▶ _DATASET_
>> begin
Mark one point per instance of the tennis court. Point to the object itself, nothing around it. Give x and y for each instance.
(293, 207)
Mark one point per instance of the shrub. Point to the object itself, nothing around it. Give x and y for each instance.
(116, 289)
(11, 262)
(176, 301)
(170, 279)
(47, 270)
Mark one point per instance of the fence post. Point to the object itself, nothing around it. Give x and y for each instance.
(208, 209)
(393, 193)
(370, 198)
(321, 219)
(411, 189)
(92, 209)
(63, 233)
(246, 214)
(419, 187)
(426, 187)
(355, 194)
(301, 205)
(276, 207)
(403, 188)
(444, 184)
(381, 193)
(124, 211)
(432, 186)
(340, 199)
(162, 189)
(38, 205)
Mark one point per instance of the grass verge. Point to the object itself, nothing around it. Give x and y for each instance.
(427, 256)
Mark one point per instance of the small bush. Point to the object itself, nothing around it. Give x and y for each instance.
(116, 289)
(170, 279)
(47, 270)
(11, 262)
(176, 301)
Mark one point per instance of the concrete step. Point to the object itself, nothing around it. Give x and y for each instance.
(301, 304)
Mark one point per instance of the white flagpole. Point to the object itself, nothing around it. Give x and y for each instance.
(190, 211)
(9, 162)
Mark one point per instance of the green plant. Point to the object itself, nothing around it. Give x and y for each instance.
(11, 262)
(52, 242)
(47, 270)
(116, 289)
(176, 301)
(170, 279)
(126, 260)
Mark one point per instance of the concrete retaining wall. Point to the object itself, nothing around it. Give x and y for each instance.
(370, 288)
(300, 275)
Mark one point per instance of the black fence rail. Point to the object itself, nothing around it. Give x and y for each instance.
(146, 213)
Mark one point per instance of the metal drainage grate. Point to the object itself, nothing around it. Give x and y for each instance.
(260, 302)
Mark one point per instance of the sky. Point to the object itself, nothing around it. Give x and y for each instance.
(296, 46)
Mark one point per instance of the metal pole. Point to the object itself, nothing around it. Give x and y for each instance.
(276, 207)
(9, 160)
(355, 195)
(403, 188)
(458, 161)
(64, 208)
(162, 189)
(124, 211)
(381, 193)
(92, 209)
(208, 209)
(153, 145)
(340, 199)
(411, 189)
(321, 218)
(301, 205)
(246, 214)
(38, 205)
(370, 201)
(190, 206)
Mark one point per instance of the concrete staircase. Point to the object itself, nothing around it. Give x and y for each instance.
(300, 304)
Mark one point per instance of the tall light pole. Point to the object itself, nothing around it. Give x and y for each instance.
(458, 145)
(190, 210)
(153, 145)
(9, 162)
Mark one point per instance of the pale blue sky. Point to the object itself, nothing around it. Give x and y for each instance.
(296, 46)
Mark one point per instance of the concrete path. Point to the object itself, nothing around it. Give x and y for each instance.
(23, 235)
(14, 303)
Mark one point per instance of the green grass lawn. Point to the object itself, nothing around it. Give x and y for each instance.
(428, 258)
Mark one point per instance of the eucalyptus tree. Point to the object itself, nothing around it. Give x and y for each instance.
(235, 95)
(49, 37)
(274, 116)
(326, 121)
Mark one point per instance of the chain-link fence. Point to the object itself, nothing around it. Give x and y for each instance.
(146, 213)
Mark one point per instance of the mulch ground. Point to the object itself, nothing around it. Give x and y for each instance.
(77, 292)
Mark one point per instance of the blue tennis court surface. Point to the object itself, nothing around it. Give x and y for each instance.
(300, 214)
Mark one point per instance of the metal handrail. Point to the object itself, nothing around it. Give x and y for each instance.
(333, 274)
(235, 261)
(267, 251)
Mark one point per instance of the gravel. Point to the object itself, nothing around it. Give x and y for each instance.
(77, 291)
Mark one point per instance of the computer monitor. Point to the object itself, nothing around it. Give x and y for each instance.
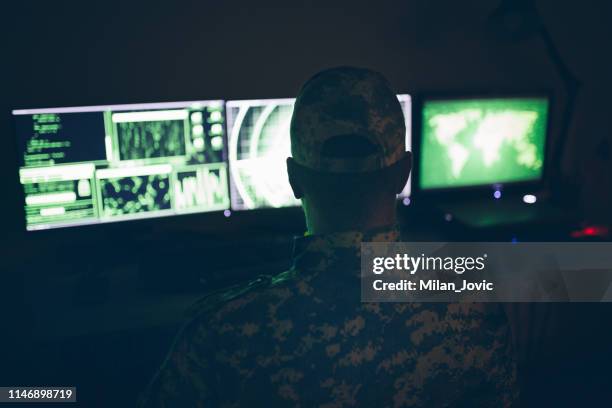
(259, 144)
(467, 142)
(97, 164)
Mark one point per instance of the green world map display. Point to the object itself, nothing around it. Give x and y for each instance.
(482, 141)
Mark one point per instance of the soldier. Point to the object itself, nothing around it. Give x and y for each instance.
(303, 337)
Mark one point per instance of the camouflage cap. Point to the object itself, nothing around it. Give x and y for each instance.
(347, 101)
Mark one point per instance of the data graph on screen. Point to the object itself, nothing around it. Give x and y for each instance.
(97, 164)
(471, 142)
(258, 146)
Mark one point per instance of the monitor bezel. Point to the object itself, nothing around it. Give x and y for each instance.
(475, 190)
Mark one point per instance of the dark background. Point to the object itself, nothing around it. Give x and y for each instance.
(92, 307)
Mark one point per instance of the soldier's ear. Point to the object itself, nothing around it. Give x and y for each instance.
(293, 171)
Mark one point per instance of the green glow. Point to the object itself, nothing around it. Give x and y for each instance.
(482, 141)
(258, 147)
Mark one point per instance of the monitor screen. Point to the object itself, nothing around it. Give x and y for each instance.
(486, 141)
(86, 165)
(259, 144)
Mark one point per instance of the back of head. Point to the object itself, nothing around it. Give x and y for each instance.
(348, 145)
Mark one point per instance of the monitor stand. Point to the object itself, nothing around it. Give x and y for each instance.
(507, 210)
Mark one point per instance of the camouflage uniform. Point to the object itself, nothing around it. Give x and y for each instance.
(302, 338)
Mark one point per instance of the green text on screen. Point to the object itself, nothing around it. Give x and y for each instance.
>> end
>> begin
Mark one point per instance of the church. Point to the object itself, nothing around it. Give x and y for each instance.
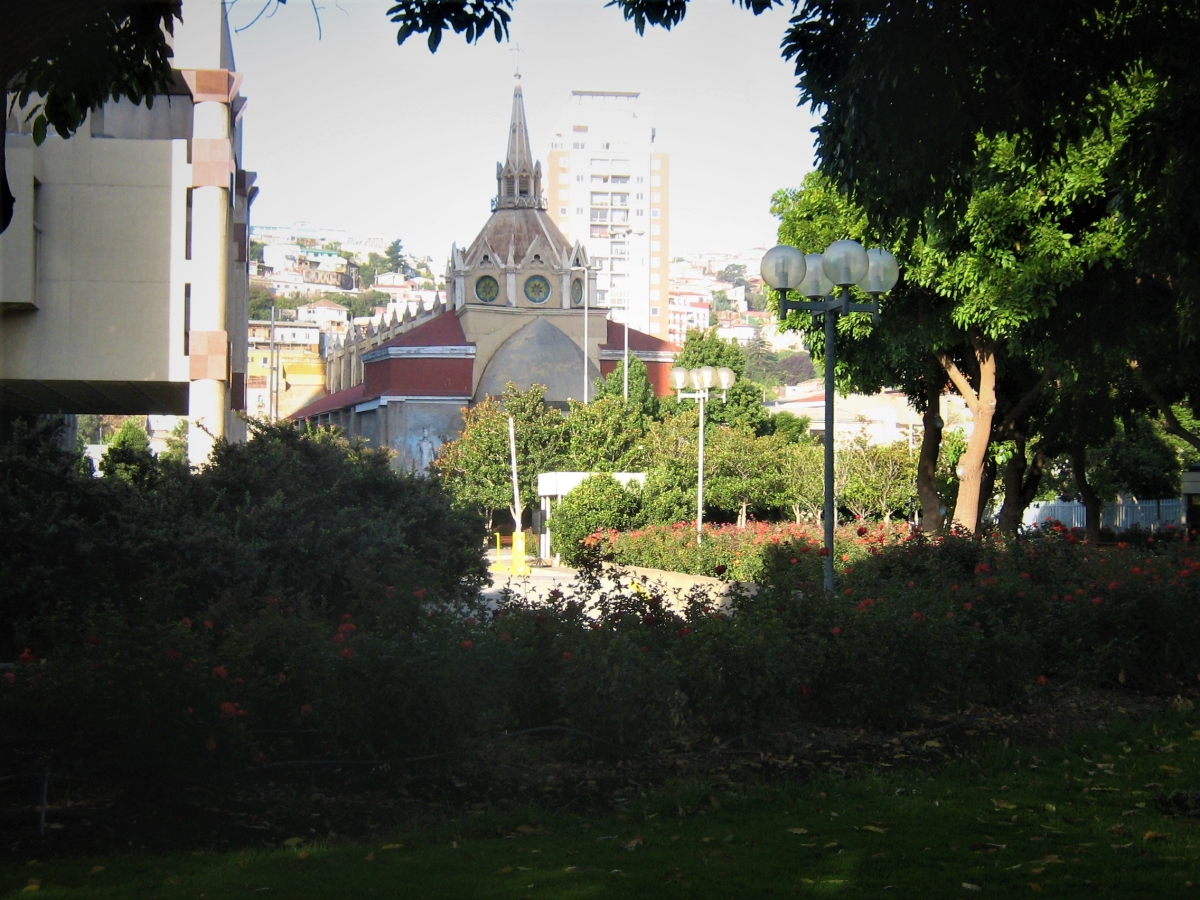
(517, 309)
>> end
▶ _GIVEN INSTRUCTION_
Gather every line of the entries above that contains the string "soldier" and copy each of those lines in full.

▶ _FINAL ANSWER_
Mark one point per instance of the soldier. Point to the object itself, nothing around it. Give x and y for each instance.
Mark one point per instance of the soldier's ear. Point to the object itself, nothing around it. Give x and y for each instance.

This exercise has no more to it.